▶ [PROMPT 1]:
According to the profile of Patrisse Cullors, what does she do at the start of most of her days?
▶ [PROMPT 2]:
Copy the profile of Patrisse Cullors from "Makeup and event" up to and including "another busy day.", substituting "green tea" for "kombucha".
▶ [PROMPT 3]:
For each statement below, tell whether it agrees with the profile of Patrisse Cullors. Answer yes or no and quote the words from the profile that decide it.
(a) Cullors is a professor at Prescott College in Arizona.
(b) The evening event about her book took place at the University of Washington in Seattle.
(c) Her memoir was published in 2018.

*** TEXT UNDER STUDY ***

For Patrisse Cullors, every day is full of potential; for organizing and social-justice work, but also for, in her words, “giving people their flowers while they’re still here.” The Black Lives Matter co-founder and co-author of the best-selling 2018 memoir When They Call You A Terrorist spends much of her time fighting for Black liberation, noting that “there’s not enough time in a day” for all of her responsibilities, but she makes sure to prioritize self-care too; she starts most of her days lighting sage and setting intentions.
On a recent morning, Cullors is preparing for a conversation with Dr. Bernice King, daughter of famed civil rights icon Martin Luther King Jr., about how the two might work together; the professor of Social and Environmental Arts at Arizona’s Prescott College also has grades due, but she still tales the time to bring Vogue on a mini-tour of her art collection, which includes Alison Saar and Kerry James Marshall prints (as well as a framed copy of the New York Times best-seller list featuring Cullors’s book.)
Makeup and event prep take up a good part of Cullors’s afternoon, and then she’s off to find a snack in a fridge covered with artwork and Mother’s Day cards from her children. She favors a meal delivery service to make her jam-packed schedule a bit easier, snacking on protein and veggies with “the occasional carb”; she also loves kombucha, which she admits is “so California.” Once she’s eaten, she’s off to an event at the University of Washington, Tacoma to discuss her book. By the time Cullors is home, it’s 10 p.m., and she’s more than ready for bed—after all, tomorrow is another busy day.

*** End of TEXT UNDER STUDY ***
*** SUPPLIED MATERIAL ***

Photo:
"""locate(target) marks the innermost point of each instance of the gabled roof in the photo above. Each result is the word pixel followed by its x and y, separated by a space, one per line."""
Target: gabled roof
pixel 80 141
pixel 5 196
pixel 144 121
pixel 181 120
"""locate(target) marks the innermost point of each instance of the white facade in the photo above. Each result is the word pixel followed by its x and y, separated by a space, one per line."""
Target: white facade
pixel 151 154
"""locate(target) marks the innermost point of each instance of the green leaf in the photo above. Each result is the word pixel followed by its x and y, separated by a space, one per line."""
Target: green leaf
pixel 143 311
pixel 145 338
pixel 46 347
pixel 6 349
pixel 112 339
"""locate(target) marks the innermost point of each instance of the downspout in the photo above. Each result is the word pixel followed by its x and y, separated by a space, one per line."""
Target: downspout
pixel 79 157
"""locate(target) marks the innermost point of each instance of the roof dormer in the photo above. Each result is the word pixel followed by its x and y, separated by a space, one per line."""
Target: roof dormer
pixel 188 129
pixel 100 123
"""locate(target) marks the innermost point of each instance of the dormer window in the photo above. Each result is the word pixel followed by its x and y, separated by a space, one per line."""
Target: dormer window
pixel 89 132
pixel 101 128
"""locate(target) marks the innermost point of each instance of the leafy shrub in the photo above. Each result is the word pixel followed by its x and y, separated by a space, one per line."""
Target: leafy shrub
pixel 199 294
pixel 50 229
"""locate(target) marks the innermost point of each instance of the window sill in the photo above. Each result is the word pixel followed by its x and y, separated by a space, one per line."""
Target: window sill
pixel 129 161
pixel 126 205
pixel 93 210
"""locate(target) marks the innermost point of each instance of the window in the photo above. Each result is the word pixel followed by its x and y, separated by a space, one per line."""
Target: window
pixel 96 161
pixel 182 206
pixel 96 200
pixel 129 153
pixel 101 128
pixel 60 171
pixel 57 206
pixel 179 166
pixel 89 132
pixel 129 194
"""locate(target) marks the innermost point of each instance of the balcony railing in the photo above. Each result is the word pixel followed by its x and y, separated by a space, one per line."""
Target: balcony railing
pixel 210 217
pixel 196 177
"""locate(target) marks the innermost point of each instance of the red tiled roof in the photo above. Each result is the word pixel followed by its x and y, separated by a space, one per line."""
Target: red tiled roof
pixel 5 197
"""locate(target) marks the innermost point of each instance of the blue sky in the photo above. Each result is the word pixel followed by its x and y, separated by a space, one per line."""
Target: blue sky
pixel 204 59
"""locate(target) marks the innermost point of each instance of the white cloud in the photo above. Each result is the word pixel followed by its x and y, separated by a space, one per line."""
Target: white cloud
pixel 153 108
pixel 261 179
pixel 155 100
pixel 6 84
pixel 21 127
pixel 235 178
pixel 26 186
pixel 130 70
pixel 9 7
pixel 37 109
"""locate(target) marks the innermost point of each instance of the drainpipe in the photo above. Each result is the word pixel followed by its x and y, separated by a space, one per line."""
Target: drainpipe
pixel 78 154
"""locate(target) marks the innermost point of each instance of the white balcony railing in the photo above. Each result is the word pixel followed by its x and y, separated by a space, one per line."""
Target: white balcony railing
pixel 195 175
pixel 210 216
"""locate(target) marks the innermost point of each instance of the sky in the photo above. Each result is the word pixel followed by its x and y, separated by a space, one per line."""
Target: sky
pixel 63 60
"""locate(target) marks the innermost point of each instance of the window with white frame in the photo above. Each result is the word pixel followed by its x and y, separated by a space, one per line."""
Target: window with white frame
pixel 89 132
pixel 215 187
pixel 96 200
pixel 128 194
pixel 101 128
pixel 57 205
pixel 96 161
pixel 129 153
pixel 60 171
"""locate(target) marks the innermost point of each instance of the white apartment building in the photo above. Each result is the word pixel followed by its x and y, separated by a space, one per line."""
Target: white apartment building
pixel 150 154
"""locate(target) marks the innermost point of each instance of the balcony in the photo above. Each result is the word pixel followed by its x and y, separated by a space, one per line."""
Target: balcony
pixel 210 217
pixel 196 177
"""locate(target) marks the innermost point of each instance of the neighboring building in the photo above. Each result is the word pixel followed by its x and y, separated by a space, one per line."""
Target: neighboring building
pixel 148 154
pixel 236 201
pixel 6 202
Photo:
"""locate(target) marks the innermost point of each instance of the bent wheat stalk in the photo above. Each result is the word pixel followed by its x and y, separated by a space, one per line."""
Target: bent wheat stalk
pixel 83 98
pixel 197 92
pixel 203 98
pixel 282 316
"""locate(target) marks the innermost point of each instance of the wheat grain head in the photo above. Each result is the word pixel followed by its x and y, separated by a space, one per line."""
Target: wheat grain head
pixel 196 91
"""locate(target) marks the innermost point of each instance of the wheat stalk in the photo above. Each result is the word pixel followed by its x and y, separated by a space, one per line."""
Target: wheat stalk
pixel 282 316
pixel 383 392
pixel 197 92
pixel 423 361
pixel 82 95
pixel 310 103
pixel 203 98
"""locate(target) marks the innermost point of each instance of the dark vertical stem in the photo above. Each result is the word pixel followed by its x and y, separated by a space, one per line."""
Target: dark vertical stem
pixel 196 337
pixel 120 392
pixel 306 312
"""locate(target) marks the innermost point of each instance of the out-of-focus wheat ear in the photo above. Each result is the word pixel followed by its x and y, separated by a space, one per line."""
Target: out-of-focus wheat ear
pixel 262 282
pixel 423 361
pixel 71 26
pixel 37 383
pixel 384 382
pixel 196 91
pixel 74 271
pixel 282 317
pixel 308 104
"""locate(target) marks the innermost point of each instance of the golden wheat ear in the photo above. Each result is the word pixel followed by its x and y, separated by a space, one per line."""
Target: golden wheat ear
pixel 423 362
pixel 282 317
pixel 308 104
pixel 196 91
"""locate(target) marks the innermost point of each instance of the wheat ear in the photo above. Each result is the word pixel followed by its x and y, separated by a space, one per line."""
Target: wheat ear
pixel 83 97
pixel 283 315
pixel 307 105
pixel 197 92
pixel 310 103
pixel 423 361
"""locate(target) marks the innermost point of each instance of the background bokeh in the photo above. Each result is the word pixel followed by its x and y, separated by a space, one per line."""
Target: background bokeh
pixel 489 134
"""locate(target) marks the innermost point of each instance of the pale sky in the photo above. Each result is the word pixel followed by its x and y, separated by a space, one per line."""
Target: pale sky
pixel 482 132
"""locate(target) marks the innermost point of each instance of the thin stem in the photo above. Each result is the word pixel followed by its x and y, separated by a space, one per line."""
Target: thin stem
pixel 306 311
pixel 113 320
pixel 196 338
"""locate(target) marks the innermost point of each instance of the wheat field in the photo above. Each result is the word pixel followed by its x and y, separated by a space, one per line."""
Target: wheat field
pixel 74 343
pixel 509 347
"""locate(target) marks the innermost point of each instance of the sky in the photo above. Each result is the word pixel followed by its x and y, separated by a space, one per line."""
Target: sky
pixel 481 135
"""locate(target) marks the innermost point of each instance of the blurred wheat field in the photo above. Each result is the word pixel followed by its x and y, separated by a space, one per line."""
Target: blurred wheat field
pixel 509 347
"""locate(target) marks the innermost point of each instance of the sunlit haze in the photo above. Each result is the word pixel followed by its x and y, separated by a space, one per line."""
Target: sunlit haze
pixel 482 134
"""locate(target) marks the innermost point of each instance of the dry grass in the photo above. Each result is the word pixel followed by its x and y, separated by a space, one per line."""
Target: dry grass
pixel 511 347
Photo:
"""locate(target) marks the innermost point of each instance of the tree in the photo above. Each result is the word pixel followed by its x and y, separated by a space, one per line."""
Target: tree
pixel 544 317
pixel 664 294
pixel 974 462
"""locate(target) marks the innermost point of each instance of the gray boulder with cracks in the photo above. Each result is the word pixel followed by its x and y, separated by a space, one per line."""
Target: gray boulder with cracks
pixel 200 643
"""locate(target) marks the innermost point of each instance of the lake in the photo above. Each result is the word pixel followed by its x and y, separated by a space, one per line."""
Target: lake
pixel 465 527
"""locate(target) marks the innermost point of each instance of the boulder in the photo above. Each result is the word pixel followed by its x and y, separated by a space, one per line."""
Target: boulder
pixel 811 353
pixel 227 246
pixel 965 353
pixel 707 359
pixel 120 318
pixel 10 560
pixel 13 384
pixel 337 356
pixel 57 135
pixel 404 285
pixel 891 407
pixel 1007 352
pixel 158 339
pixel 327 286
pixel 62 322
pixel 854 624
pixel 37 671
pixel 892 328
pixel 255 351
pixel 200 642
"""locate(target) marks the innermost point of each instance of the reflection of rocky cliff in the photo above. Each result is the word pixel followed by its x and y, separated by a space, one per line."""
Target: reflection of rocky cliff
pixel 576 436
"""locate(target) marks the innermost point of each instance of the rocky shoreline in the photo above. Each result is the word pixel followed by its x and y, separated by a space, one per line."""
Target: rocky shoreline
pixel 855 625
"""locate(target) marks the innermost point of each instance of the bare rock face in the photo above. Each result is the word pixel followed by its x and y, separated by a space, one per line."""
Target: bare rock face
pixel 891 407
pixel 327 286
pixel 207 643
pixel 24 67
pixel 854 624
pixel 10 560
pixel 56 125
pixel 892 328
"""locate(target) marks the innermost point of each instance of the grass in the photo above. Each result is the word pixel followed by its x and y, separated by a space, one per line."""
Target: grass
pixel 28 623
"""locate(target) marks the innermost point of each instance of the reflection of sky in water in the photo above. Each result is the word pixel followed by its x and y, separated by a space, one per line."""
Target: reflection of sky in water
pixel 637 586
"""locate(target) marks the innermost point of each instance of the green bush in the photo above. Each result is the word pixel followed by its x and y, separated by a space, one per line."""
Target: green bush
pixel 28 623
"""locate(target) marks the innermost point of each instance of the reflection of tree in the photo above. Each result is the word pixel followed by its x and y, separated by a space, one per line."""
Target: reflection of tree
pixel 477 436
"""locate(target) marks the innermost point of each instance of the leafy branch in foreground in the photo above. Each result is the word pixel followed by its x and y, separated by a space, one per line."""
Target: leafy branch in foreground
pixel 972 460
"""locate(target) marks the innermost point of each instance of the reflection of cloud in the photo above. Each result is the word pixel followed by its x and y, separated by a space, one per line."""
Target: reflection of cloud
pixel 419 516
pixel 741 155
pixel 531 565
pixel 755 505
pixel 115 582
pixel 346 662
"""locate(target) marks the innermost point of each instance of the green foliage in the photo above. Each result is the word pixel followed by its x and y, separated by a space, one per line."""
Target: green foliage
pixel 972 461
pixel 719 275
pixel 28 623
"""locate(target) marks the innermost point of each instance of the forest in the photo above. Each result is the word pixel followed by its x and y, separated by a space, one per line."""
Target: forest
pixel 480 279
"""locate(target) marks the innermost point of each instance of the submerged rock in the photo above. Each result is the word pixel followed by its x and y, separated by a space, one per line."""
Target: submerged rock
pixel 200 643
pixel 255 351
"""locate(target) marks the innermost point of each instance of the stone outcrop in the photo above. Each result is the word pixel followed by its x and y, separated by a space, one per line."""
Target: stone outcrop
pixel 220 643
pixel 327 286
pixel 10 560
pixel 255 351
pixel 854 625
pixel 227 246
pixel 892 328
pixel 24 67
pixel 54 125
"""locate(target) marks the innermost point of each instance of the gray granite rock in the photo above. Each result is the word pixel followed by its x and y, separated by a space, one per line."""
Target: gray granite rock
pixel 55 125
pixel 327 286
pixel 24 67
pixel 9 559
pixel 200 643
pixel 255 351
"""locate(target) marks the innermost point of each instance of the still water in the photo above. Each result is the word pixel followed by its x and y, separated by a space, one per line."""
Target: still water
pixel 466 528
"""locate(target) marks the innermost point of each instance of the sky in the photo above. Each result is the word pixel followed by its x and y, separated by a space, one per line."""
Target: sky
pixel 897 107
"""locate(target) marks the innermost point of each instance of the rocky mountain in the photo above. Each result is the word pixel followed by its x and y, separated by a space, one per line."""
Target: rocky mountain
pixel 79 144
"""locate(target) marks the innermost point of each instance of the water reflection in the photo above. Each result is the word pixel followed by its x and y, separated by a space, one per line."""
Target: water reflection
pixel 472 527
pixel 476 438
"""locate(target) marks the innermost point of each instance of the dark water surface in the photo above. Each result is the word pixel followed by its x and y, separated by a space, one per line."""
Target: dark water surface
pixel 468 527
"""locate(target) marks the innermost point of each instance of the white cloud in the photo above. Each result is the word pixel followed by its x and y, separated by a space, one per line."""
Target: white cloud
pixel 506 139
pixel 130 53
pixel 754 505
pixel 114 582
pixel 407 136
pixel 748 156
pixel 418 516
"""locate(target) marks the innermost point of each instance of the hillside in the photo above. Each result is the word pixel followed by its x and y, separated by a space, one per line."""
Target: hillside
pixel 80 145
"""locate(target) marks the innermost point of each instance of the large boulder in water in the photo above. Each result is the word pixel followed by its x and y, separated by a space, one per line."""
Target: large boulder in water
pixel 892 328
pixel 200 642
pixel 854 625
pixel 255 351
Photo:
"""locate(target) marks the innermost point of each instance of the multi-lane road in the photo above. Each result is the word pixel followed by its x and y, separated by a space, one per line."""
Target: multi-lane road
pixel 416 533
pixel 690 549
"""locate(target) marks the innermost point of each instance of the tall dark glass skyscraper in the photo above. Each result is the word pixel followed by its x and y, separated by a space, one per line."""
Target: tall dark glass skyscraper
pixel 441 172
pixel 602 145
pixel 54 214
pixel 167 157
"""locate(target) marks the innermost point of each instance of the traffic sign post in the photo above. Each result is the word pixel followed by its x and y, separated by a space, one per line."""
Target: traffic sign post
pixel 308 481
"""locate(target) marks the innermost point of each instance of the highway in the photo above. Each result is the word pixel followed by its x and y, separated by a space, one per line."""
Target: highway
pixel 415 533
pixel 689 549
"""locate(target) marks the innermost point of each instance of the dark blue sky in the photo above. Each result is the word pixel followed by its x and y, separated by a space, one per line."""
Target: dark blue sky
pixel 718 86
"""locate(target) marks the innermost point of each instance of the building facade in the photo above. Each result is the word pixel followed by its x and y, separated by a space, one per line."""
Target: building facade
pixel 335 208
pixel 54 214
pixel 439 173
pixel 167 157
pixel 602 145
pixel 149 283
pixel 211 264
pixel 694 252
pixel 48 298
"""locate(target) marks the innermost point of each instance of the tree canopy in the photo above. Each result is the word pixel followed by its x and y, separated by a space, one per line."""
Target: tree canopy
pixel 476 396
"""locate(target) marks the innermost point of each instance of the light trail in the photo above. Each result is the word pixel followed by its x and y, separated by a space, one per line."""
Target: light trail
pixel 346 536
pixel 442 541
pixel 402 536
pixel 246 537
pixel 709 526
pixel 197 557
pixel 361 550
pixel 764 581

*** End of SUPPLIED MATERIAL ***

▶ [EXERCISE ANSWER 1]:
She lights sage and sets intentions.

▶ [EXERCISE ANSWER 2]:
Makeup and event prep take up a good part of Cullors’s afternoon, and then she’s off to find a snack in a fridge covered with artwork and Mother’s Day cards from her children. She favors a meal delivery service to make her jam-packed schedule a bit easier, snacking on protein and veggies with “the occasional carb”; she also loves green tea, which she admits is “so California.” Once she’s eaten, she’s off to an event at the University of Washington, Tacoma to discuss her book. By the time Cullors is home, it’s 10 p.m., and she’s more than ready for bed—after all, tomorrow is another busy day.

▶ [EXERCISE ANSWER 3]:
(a) Yes: "the professor of Social and Environmental Arts at Arizona’s Prescott College"
(b) No: "she’s off to an event at the University of Washington, Tacoma to discuss her book"
(c) Yes: "the best-selling 2018 memoir When They Call You A Terrorist"